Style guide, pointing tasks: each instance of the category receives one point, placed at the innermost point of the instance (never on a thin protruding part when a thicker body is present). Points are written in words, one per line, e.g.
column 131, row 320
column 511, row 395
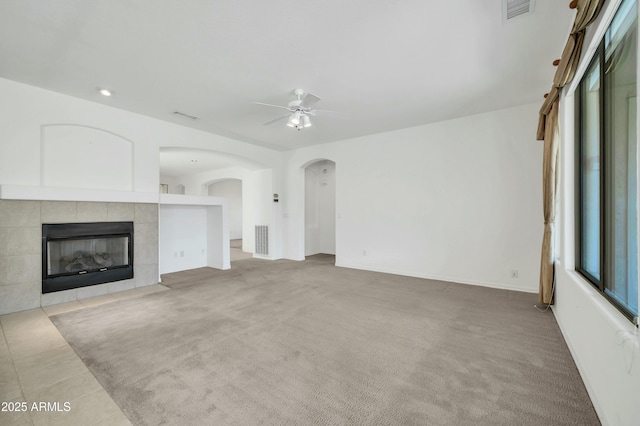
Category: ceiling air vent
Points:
column 183, row 115
column 513, row 8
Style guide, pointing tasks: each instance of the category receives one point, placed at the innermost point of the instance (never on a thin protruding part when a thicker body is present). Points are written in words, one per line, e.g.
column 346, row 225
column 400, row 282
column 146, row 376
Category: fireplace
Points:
column 82, row 254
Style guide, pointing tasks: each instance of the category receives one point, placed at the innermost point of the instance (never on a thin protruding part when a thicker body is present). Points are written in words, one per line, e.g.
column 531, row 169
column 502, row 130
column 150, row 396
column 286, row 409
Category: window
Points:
column 607, row 190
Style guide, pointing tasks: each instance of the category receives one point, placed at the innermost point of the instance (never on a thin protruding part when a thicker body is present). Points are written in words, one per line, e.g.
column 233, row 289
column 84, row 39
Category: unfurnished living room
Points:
column 319, row 213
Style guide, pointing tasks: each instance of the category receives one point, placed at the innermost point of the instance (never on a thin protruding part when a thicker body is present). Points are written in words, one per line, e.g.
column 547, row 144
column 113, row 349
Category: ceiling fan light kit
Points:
column 299, row 109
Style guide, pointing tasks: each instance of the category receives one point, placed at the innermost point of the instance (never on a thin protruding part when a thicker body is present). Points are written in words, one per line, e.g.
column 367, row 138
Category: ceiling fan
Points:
column 300, row 109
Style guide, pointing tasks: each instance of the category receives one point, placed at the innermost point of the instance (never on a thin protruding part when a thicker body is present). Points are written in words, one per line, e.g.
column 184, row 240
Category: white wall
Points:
column 193, row 233
column 183, row 238
column 24, row 110
column 604, row 344
column 258, row 187
column 458, row 200
column 231, row 189
column 320, row 208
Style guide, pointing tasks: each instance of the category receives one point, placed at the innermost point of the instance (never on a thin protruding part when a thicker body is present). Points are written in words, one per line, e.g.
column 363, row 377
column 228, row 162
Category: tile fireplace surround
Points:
column 21, row 248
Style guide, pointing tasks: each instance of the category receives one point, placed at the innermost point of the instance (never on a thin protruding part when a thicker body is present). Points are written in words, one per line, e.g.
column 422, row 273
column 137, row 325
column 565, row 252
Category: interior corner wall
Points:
column 231, row 189
column 24, row 110
column 458, row 200
column 258, row 207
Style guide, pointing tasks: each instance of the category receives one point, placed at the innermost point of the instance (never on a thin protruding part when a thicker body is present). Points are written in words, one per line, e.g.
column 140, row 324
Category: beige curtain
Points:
column 549, row 190
column 587, row 12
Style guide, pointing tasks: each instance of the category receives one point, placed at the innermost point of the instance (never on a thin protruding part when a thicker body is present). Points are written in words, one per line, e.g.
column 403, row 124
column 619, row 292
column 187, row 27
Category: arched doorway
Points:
column 320, row 208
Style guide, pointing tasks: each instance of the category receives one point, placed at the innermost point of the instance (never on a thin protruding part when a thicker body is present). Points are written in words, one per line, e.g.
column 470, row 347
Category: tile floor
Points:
column 38, row 366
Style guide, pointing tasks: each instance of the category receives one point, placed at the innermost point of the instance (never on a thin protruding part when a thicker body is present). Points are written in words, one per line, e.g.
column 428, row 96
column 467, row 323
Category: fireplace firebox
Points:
column 82, row 254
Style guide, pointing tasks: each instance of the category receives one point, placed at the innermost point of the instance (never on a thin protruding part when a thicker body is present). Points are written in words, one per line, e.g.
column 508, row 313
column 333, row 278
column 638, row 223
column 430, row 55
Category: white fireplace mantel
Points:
column 48, row 193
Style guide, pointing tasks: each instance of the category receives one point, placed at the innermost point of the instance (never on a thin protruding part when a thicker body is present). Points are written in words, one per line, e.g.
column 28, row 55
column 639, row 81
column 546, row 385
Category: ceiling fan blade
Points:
column 328, row 113
column 309, row 100
column 276, row 119
column 271, row 105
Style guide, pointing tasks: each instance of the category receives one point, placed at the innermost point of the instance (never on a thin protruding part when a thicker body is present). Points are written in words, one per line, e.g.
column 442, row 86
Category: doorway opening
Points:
column 231, row 189
column 320, row 208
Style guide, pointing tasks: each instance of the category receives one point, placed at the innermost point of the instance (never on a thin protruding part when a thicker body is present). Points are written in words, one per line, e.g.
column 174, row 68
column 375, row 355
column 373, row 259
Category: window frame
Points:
column 606, row 257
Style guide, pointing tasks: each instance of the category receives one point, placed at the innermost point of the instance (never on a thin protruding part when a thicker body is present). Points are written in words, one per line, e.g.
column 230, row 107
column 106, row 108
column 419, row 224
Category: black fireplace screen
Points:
column 91, row 254
column 82, row 254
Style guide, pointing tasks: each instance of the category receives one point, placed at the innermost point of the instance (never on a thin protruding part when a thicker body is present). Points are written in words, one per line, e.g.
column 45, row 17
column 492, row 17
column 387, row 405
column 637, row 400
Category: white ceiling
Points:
column 384, row 64
column 176, row 162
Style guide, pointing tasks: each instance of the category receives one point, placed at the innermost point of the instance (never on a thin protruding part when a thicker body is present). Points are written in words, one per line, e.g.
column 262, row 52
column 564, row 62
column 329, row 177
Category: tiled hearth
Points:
column 21, row 250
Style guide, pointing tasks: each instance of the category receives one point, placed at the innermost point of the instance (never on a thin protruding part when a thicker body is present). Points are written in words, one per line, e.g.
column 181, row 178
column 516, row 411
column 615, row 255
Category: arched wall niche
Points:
column 79, row 156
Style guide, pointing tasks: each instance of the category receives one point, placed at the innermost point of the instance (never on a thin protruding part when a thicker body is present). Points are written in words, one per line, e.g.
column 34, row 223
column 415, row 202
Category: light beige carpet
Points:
column 306, row 343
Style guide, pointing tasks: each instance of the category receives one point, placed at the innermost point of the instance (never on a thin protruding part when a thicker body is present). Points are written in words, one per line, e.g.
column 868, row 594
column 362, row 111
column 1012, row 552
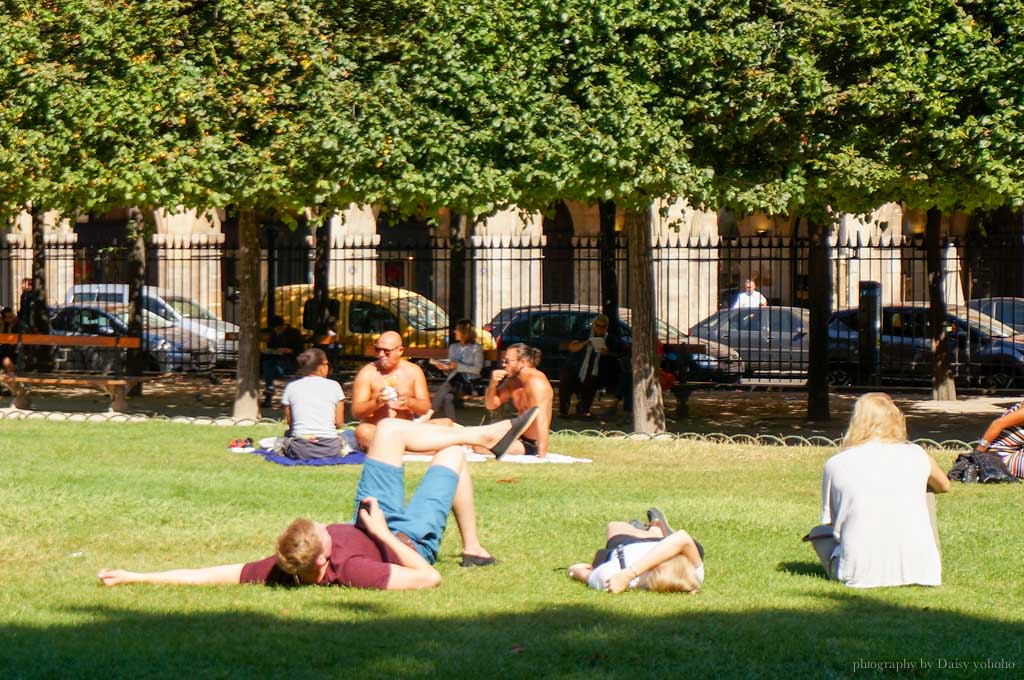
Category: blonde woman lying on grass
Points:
column 653, row 557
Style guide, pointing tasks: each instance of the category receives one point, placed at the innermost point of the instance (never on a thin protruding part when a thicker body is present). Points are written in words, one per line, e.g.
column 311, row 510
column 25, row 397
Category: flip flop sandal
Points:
column 655, row 515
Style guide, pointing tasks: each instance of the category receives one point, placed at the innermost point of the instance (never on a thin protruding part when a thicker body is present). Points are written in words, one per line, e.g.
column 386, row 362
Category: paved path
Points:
column 779, row 412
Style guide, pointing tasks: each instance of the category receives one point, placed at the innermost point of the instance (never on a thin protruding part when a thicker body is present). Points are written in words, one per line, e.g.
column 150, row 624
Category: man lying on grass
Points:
column 391, row 546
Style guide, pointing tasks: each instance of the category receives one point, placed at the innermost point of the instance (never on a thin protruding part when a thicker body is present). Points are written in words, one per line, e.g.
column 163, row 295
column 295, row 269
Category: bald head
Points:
column 388, row 350
column 389, row 339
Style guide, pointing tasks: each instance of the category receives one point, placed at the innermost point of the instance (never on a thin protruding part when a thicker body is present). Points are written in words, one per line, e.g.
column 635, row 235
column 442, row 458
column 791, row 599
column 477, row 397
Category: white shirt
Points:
column 467, row 358
column 752, row 299
column 313, row 401
column 875, row 498
column 631, row 553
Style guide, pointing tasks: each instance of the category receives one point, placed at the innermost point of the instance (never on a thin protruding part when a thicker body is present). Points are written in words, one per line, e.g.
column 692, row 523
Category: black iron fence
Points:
column 421, row 286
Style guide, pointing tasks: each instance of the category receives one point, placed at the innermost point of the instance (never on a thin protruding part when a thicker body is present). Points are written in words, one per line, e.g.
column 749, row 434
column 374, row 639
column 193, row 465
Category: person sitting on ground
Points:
column 750, row 297
column 391, row 545
column 283, row 348
column 388, row 387
column 878, row 504
column 1005, row 437
column 464, row 365
column 651, row 558
column 314, row 409
column 521, row 382
column 593, row 366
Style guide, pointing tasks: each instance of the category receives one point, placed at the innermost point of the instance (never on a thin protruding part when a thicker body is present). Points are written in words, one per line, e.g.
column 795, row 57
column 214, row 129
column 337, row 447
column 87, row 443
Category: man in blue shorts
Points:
column 390, row 546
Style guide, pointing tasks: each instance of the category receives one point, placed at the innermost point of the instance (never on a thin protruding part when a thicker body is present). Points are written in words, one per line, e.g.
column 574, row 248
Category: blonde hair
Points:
column 466, row 330
column 876, row 418
column 673, row 576
column 298, row 547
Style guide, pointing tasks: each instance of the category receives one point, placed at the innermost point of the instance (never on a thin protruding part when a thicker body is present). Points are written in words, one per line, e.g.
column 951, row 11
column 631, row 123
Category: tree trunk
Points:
column 648, row 410
column 942, row 378
column 457, row 271
column 247, row 394
column 607, row 246
column 135, row 363
column 321, row 264
column 43, row 355
column 819, row 282
column 270, row 234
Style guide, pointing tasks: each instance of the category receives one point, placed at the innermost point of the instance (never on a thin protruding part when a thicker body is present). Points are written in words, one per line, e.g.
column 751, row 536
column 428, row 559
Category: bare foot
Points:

________

=== What this task involves ===
How many lines in the records above contain the string "beige"? Case counts. Reply with the number only.

=== Result below ===
2